指示 A
村上春樹のインタビューについての文章のうち、「4月21日の中日新聞に村上春」から「や立場を入れ替え続けるもの」」までを、両端の語句も含めて一字一句違えずに再現してください。
指示 B
村上春樹のインタビューについての文章によれば、そのインタビューは何月何日のどの新聞に載っていましたか。
指示 C
村上春樹のインタビューについての文章を、最後の文に続けて書き進めてください。

提示抜粋
- - - - - - -

4月21日の中日新聞に村上春樹のインタビューが載っていた。この中で村上さんは「アルジェの戦い」(1960)という映画に触れてこんなことを言っている。
《この映画では植民地の宗主国フランスは悪で、独立のために闘うアルジェリアの人たちは善です。僕らはこの映画に喝采を送りました。でも今、これを見ると、行われていること自体は、現在起きているテロと同じなんですよね。それに気づくと、ずいぶん複雑な気持ちになります。》
「1Q84」の中でも善と悪が簡単には決められるものではないことを言っている。「この世には絶対的な善もなければ、絶対的な悪もない。善悪とは静止し固定されたものではなく、常に場所や立場を入れ替え続けるもの」
このことを前提に、このニュースを考えたい。
http://headlines.yahoo.co.jp/hl?a=20150505-00000001-asahi-int
またかよ。「明治日本の産業革命遺産」が世界文化遺産に登録される見通しとなったことに対して、韓国が反発しているんだとさ。やれやれ。

- - - - - - -

記録データ
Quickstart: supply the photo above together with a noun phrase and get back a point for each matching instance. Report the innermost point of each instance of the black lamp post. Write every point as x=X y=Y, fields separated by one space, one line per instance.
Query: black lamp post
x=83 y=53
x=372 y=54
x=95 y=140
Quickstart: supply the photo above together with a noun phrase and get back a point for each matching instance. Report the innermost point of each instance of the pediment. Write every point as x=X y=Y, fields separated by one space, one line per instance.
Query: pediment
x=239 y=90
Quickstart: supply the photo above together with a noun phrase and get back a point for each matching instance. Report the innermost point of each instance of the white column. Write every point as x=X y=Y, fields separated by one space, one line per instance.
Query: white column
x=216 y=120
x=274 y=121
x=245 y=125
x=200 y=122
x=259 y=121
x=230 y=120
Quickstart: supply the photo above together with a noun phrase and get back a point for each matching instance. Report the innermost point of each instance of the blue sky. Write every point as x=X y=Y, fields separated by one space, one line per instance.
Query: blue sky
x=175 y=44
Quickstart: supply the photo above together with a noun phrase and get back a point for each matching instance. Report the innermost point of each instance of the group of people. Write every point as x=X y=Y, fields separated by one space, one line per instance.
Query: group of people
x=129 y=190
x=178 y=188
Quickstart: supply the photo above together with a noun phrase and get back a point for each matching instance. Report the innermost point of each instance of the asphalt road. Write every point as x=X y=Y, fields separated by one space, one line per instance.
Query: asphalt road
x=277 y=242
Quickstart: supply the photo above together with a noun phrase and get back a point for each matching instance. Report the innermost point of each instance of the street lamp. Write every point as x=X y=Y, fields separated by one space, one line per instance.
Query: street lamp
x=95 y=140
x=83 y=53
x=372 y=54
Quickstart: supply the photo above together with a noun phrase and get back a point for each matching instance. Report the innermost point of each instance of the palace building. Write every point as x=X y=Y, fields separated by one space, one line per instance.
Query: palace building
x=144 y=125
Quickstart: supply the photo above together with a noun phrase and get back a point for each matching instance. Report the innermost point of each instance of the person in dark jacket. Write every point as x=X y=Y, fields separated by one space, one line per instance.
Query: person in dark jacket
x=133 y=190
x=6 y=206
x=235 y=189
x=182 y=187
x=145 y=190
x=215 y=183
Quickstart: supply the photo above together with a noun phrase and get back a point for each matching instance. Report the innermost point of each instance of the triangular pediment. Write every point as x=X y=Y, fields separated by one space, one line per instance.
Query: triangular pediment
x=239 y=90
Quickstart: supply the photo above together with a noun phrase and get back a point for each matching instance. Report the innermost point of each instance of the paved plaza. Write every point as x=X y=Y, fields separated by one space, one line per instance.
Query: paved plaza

- - - - - - -

回答 A
4月21日の中日新聞に村上春樹のインタビューが載っていた。この中で村上さんは「アルジェの戦い」(1960)という映画に触れてこんなことを言っている。
《この映画では植民地の宗主国フランスは悪で、独立のために闘うアルジェリアの人たちは善です。僕らはこの映画に喝采を送りました。でも今、これを見ると、行われていること自体は、現在起きているテロと同じなんですよね。それに気づくと、ずいぶん複雑な気持ちになります。》
「1Q84」の中でも善と悪が簡単には決められるものではないことを言っている。「この世には絶対的な善もなければ、絶対的な悪もない。善悪とは静止し固定されたものではなく、常に場所や立場を入れ替え続けるもの」

回答 B
4月21日の中日新聞です。

回答 C
「強制労働が行われたという事実は無視したまま、産業革命施設だけで美化して登録するのは、世界遺産条約の基本精神に反する」と喚いている。
そもそも「明治日本」と冠しているのだ。これらの施設は、幕末から明治期にかけて登場し活躍している。朝鮮併合は明治43年である。それまでに産業革命は起き、日清・日露という大戦を戦いぬいているのだ。朝鮮半島を併合する前にできた施設群と言っていい。
韓国人が言っている「強制労働」というのは大東亜戦争時の「戦時徴用」のことを言っているのだが、これは日本人として、朝鮮半島の人も、東北や九州の人も、三河人も徴用ということで労働に従事していた。「強制労働」というけれども――若干の差別はあったかもしれないが――日本人と同じ扱いをしていただけのこと。
隣人として「日本に観光拠点が増えることはいいことじゃないか。その流れが朝鮮半島にも回遊する仕組みをつくれば韓国も潤うので応援をしたい」くらいのこと言う度量が欲しい。う〜ん、期待するほうが無理か。
村上さんの言にもどるが「善悪とは静止し固定されたものではなく、常に場所や立場を入れ替え続けるもの」である。韓国は、自分たちはずっと「善」で、日本は「悪」だと思っているのだろうか。村上さんに指摘されるまでもなく、歴史的な常識で考えれば、そんなことは有りえないということが判りそうなものだが……。「民族のプライドを打ち砕いた日本は永遠に許せない」んですよね(笑)。
曽野綾子さんの発言でしめたい。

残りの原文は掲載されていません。